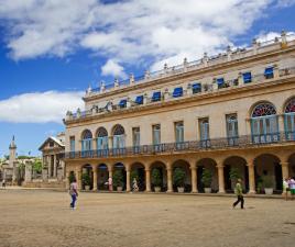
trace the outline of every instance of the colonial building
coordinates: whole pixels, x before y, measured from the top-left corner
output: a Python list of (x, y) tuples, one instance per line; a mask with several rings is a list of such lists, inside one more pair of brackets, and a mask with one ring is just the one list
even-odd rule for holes
[(43, 157), (43, 180), (62, 181), (65, 178), (65, 134), (50, 136), (39, 150)]
[(249, 193), (265, 177), (280, 192), (282, 179), (295, 176), (295, 37), (284, 32), (271, 42), (89, 88), (83, 99), (85, 111), (64, 120), (66, 173), (80, 189), (83, 173), (100, 190), (116, 170), (127, 191), (134, 170), (140, 188), (153, 191), (157, 169), (167, 192), (176, 189), (176, 167), (185, 170), (187, 192), (204, 191), (204, 169), (219, 193), (232, 191), (232, 168)]
[(14, 136), (13, 136), (11, 144), (9, 145), (9, 159), (4, 160), (1, 166), (2, 179), (10, 184), (17, 183), (18, 166), (19, 162), (17, 160), (17, 145), (14, 143)]

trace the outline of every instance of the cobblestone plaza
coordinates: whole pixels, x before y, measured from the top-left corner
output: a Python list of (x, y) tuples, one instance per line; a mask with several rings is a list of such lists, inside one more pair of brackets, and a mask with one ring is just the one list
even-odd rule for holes
[(295, 201), (0, 190), (0, 246), (293, 246)]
──────────
**SHORT PROBLEM**
Please convert the stretch from the start of the records through the line containing "145), (14, 143)]" into a two-column CSV with the headers "instruction" and "polygons", one row per instruction text with all of its answers, each field quoted and its line breaks replaced by spaces. Leave the pictures out.

**RESULT FOR THIS TASK**
instruction,polygons
"trace the outline of every instance of the colonial building coordinates: whole pixels, x before y, measured from the top-left corner output: a Python list of (x, y) tuples, one instance per line; a mask with several rings is a list of such lists, inside one more pair of brackets, and a mask with one ring is just the one list even-odd rule for holes","[(43, 157), (43, 180), (62, 181), (65, 178), (65, 134), (50, 136), (39, 150)] [(249, 193), (265, 177), (280, 192), (282, 179), (295, 176), (295, 37), (284, 32), (271, 42), (89, 88), (83, 99), (85, 111), (64, 120), (66, 173), (80, 189), (83, 173), (100, 190), (116, 170), (127, 191), (134, 170), (140, 188), (153, 191), (157, 169), (167, 192), (176, 189), (176, 167), (185, 170), (187, 192), (204, 191), (204, 169), (219, 193), (232, 191), (232, 168)] [(14, 136), (13, 136), (11, 144), (9, 145), (9, 159), (4, 160), (1, 166), (2, 179), (10, 184), (17, 183), (18, 166), (19, 162), (17, 160), (17, 145), (14, 143)]"